_Exercise description_
Return the lines below unchanged, every one of them in the same order.

_Data shown_
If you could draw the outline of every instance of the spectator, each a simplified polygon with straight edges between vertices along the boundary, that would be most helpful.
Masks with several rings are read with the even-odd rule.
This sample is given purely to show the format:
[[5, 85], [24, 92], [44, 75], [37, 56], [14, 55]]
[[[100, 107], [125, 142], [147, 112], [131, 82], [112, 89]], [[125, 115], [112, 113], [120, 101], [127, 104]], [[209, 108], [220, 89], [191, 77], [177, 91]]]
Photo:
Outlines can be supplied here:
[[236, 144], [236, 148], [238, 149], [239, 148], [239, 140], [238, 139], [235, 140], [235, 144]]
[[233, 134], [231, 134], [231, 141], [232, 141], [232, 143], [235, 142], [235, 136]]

_Written answer_
If you could draw the outline of every instance of the spectator, each a simplified polygon with straight edges between vertices along the boundary, that would be most helpful.
Masks with several rings are read with the even-odd rule.
This sample is given purely to show the format:
[[5, 85], [24, 92], [44, 75], [37, 56], [14, 55]]
[[[100, 107], [125, 142], [147, 112], [131, 82], [112, 89]], [[125, 115], [112, 113], [120, 101], [127, 104]], [[209, 108], [220, 89], [191, 77], [177, 91]]]
Photo:
Outlines can be supplied here:
[[236, 144], [236, 148], [238, 149], [239, 148], [239, 140], [238, 139], [235, 140], [235, 144]]
[[233, 134], [231, 134], [231, 141], [232, 141], [232, 143], [235, 142], [235, 136]]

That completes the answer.